All six ergolene derivatives were found to increase the concentration of 4-hydroxy-3-methoxyphenylethylene glycol sulphate in the brain stem, i.e., to increase the turnover of noradrenaline (NA). Since in brain homogenates the agents inhibited the binding of 3H-dihydroergocryptine to α-adrenoceptors, but only weakly inhibited the binding of 3H-alprenolol to β-adrenoceptors, it is suggested that the increased turnover of NA may be a consequence of a blockade of α-adrenoceptors by ergolenes.
All of the ergolenes increased the concentration of serotonin (5-HT) in the cortex, but only bromocriptine and 29-712 increased the concentration of 5-hydroxyindoleacetic acid (5-HIAA), the other compounds decreasing the concentration of this metabolite, i.e., inhibiting 5-HT turnover. Reserpine-induced PGO waves in the cat were inhibited by all six compounds, bromocriptine and 29-712 being the least active. Both of these findings suggest that the ergolenes possess serotonergic activity. The increase in the concentration of 5-HIAA after bromocriptine and 29-712 may be secondary to some action on other systems.

## INFORMATION SUPPLIED
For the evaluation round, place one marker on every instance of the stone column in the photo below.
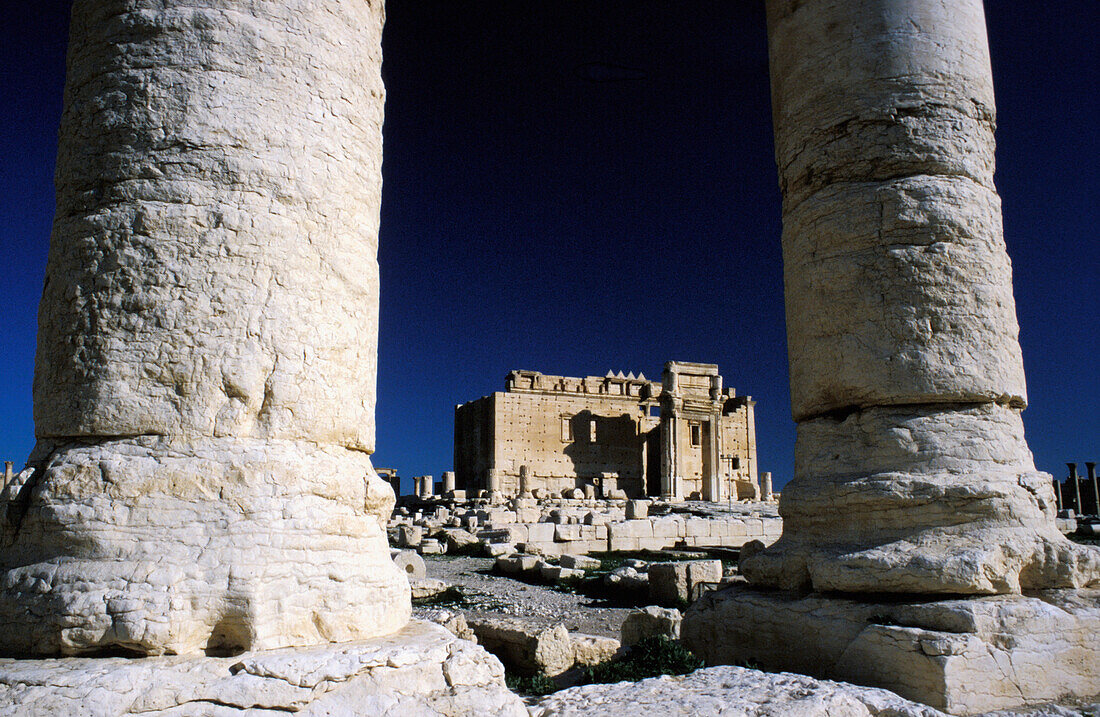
(906, 381)
(1076, 482)
(205, 379)
(525, 481)
(766, 488)
(1090, 470)
(427, 486)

## CHECK YOUR UNDERSTANDING
**a)** Reproduce the passage on ergolene derivatives starting with "All of the ergolenes" and going on through "on other systems.", swapping "ergolenes" for "ergoline compounds".
**b)** Answer these questions from the passage on ergolene derivatives:
(i) Binding of which labeled ligand to α-adrenoceptors did the agents inhibit in brain homogenates?
(ii) Which two compounds increased the concentration of 5-HIAA?
(iii) In what animal were reserpine-induced PGO waves inhibited?
**c)** Carry on writing the passage on ergolene derivatives from its final sentence.

## ANSWERS TO THE EXERCISE
**a)**
All of the ergoline compounds increased the concentration of serotonin (5-HT) in the cortex, but only bromocriptine and 29-712 increased the concentration of 5-hydroxyindoleacetic acid (5-HIAA), the other compounds decreasing the concentration of this metabolite, i.e., inhibiting 5-HT turnover. Reserpine-induced PGO waves in the cat were inhibited by all six compounds, bromocriptine and 29-712 being the least active. Both of these findings suggest that the ergoline compounds possess serotonergic activity. The increase in the concentration of 5-HIAA after bromocriptine and 29-712 may be secondary to some action on other systems.

**b)**
(i) 3H-dihydroergocryptine
(ii) Bromocriptine and 29-712
(iii) The cat

**c)**
The actions of the ergolenes on the metabolism of dopamine (DA) in the striatum are more complex. Bromocriptine, 29-712, and, to a much lesser extent, dihydroergotoxine reduced the concentration of 3,4-dihydroxyphenylacetic acid (DOPAC), i.e., they inhibited DA turnover. These findings are compatible with the proposed dopaminergic activity of the drugs. CF 25-397 caused a slight increase in the DOPAC concentration at high doses, and d-LSD and methysergide caused pronounced increases. At doses below 1 mg/kg i.p., d-LSD decreased the DOPAC concentration. This biphasic effect of d-LSD may be due to interaction with different types of DA receptors or may reflect some secondary action of the compound.
The profiles of activity of the various ergolenes are discussed. Bromocriptine and 29-712, wich have similar profiles of activity, can be clearly differentiated from the other ergolenes. CF 25-397 seems to be a potent and, at low doses, specific serotonergic drug.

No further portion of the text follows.